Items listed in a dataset
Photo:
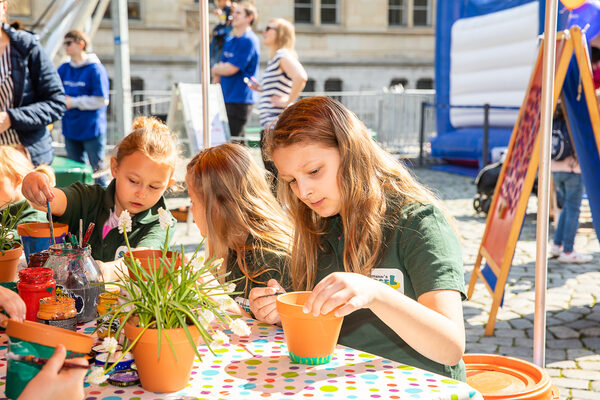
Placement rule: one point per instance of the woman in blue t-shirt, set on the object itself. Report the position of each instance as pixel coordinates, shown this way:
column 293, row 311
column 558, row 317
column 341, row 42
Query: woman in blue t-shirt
column 86, row 87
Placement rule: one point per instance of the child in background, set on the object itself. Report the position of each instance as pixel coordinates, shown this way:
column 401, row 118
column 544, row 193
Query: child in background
column 14, row 167
column 369, row 239
column 142, row 169
column 221, row 30
column 236, row 212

EXERCISE DETAILS
For every entry, return its exact wording and leave out any image.

RESULT OF THE TASK
Photo:
Placement rule: one point per instance of the woman in blue t-shirt, set on the object itself. Report the position of each instance as pixel coordinates, shown this way:
column 293, row 311
column 558, row 317
column 341, row 42
Query: woman in blue t-shirt
column 86, row 87
Placement rule: one point per instance of the child in background, set on the object itself. Report the position of each instance as pixel coordinates, shown this way:
column 401, row 118
column 544, row 193
Query: child in background
column 14, row 167
column 369, row 239
column 142, row 169
column 221, row 30
column 236, row 212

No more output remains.